§ YOUR ASSIGNMENT
Copy the closing run of lines, from the one with "Q: Point to the farm" through the last line of the listing, exactly and without any pictures.
■ ■ ■ ■ ■
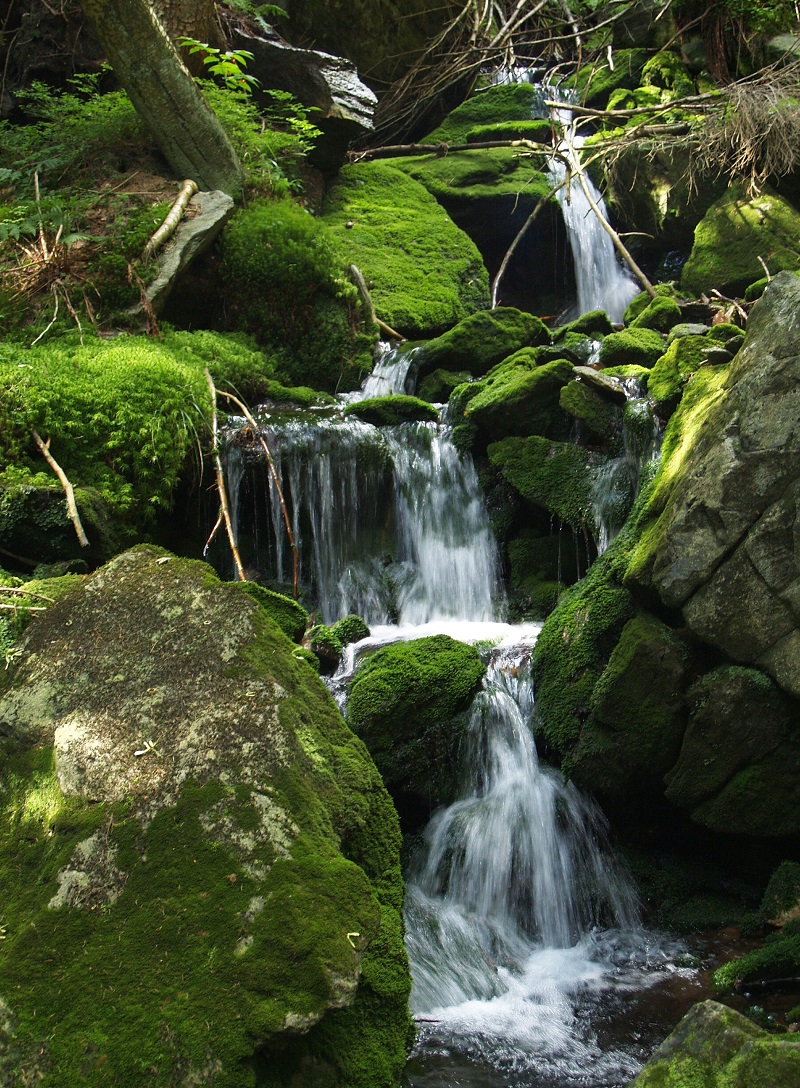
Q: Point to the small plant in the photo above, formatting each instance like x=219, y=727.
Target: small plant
x=228, y=66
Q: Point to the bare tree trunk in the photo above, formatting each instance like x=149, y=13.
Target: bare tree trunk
x=164, y=95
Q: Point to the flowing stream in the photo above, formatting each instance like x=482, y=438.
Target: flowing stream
x=526, y=950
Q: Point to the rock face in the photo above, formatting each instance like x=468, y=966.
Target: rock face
x=726, y=547
x=714, y=1046
x=216, y=857
x=675, y=666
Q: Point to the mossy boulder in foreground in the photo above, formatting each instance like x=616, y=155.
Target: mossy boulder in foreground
x=199, y=862
x=402, y=704
x=715, y=1047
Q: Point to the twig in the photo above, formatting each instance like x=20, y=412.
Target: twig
x=360, y=283
x=221, y=481
x=520, y=234
x=71, y=505
x=173, y=218
x=245, y=411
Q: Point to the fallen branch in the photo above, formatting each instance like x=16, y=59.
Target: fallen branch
x=520, y=234
x=173, y=218
x=224, y=510
x=71, y=505
x=275, y=480
x=368, y=305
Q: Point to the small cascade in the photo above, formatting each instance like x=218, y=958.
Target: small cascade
x=390, y=522
x=505, y=902
x=603, y=282
x=616, y=483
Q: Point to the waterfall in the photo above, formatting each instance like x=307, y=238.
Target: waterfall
x=390, y=522
x=617, y=481
x=603, y=282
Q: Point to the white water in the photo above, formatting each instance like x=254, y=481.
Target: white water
x=603, y=281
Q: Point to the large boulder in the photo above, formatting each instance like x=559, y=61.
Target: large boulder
x=716, y=1047
x=735, y=232
x=721, y=538
x=199, y=861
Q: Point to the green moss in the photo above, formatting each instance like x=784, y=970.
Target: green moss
x=520, y=398
x=734, y=233
x=594, y=83
x=513, y=102
x=662, y=313
x=283, y=276
x=285, y=613
x=351, y=629
x=667, y=72
x=475, y=183
x=540, y=132
x=592, y=323
x=214, y=938
x=482, y=341
x=423, y=273
x=385, y=411
x=403, y=703
x=638, y=346
x=674, y=369
x=573, y=651
x=599, y=415
x=554, y=476
x=437, y=386
x=643, y=299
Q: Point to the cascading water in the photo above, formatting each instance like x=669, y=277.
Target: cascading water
x=603, y=283
x=520, y=926
x=616, y=483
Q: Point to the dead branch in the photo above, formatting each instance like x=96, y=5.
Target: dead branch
x=173, y=218
x=224, y=509
x=275, y=479
x=520, y=234
x=360, y=283
x=71, y=505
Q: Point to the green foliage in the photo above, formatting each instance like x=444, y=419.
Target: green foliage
x=384, y=411
x=403, y=703
x=282, y=270
x=423, y=273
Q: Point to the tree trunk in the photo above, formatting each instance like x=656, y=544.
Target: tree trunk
x=164, y=95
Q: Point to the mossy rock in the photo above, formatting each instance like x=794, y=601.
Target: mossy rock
x=598, y=415
x=573, y=651
x=283, y=276
x=283, y=612
x=554, y=476
x=437, y=386
x=594, y=83
x=482, y=341
x=250, y=832
x=594, y=323
x=667, y=72
x=642, y=300
x=640, y=347
x=716, y=1047
x=351, y=629
x=637, y=713
x=734, y=233
x=674, y=369
x=403, y=702
x=661, y=313
x=423, y=273
x=539, y=132
x=492, y=106
x=386, y=411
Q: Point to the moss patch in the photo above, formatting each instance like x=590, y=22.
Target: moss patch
x=403, y=702
x=423, y=273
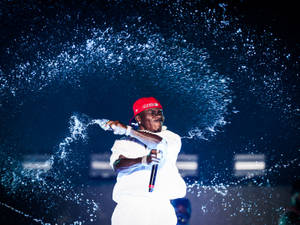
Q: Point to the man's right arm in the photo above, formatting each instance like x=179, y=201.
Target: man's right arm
x=123, y=163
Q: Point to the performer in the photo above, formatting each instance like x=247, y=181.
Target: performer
x=132, y=158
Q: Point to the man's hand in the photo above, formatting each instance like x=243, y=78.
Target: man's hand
x=117, y=127
x=154, y=157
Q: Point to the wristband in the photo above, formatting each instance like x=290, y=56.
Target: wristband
x=128, y=130
x=144, y=160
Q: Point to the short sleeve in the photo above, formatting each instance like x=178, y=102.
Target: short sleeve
x=117, y=150
x=174, y=142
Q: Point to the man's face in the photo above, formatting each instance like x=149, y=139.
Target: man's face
x=151, y=119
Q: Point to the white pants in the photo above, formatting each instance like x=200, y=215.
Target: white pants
x=144, y=211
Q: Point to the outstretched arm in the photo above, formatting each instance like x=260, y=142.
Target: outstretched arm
x=124, y=163
x=149, y=139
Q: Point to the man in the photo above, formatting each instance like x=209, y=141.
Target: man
x=132, y=158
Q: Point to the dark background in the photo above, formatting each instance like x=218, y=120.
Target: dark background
x=35, y=122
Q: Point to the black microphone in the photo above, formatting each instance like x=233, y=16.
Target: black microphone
x=153, y=177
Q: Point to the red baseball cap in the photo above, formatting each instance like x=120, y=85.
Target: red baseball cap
x=145, y=103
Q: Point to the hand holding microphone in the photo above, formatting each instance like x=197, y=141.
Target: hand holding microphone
x=153, y=158
x=118, y=128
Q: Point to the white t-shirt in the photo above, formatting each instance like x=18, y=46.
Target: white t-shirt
x=134, y=181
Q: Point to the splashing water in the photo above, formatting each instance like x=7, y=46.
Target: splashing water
x=205, y=67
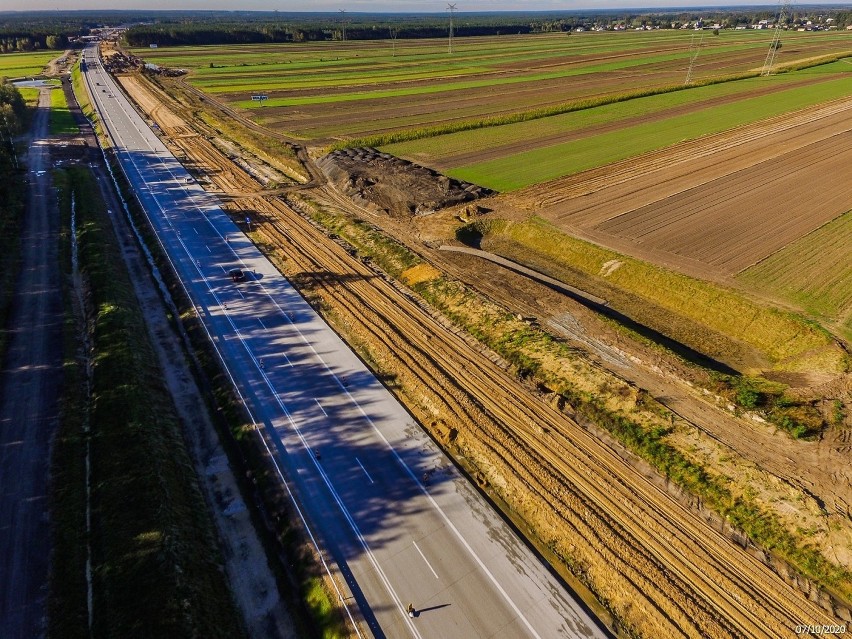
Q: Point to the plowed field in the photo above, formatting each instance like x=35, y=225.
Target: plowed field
x=328, y=90
x=716, y=205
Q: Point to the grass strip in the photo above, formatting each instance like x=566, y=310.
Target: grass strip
x=155, y=562
x=783, y=336
x=61, y=120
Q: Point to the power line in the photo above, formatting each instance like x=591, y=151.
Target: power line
x=693, y=56
x=776, y=39
x=452, y=9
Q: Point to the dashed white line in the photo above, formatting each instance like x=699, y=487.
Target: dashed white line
x=424, y=559
x=365, y=472
x=321, y=408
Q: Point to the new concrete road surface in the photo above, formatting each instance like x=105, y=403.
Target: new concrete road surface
x=30, y=378
x=402, y=525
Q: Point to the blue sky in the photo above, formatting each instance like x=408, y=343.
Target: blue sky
x=414, y=6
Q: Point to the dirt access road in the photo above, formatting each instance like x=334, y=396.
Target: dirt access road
x=659, y=565
x=30, y=384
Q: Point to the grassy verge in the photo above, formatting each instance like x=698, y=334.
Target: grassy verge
x=275, y=153
x=156, y=570
x=788, y=340
x=61, y=120
x=12, y=197
x=82, y=94
x=642, y=429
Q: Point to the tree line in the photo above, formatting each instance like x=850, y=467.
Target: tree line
x=12, y=119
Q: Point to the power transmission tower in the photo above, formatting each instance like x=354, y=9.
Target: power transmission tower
x=452, y=9
x=394, y=33
x=693, y=55
x=776, y=38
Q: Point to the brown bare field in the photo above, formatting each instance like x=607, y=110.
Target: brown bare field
x=659, y=564
x=713, y=206
x=486, y=77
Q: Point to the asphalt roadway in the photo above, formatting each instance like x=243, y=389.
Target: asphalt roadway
x=30, y=380
x=399, y=521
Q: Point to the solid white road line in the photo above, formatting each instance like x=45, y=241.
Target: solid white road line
x=365, y=470
x=321, y=408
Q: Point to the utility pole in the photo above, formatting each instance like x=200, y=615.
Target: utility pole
x=452, y=9
x=776, y=39
x=394, y=32
x=694, y=51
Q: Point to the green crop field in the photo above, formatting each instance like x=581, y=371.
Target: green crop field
x=19, y=65
x=441, y=150
x=545, y=163
x=369, y=89
x=815, y=272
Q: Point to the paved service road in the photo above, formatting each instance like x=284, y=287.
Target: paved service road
x=30, y=380
x=399, y=521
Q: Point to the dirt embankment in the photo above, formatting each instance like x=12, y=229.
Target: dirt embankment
x=390, y=185
x=655, y=562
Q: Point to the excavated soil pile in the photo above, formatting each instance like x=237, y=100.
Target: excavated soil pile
x=390, y=185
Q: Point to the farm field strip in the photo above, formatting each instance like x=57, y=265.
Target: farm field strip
x=643, y=539
x=559, y=160
x=726, y=147
x=19, y=65
x=458, y=149
x=309, y=81
x=706, y=223
x=496, y=77
x=814, y=272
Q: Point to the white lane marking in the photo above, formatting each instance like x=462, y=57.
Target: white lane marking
x=365, y=470
x=424, y=559
x=321, y=408
x=322, y=473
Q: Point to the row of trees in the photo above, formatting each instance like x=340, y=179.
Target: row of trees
x=210, y=28
x=12, y=117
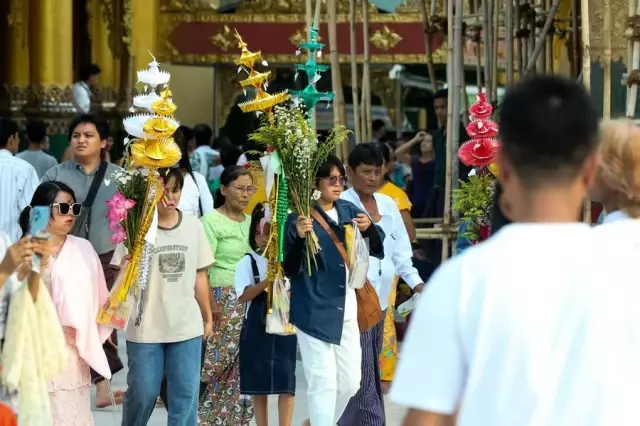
■ ■ ■ ■ ■
§ ANSWER TO THE PROBLEM
Q: Point to the farm field strip in the photo above, formatting each instance like x=57, y=265.
Target: farm field strip
x=643, y=539
x=559, y=160
x=726, y=147
x=19, y=65
x=458, y=149
x=309, y=81
x=706, y=223
x=496, y=77
x=814, y=272
Q: Point to the white lane marking in the photo above, formatting each instance like x=462, y=57.
Target: white lane marking
x=365, y=470
x=424, y=559
x=321, y=408
x=322, y=473
Q: Point to the row of trees in the photo above, formatting each instance like x=340, y=179.
Target: row of trees
x=210, y=28
x=12, y=117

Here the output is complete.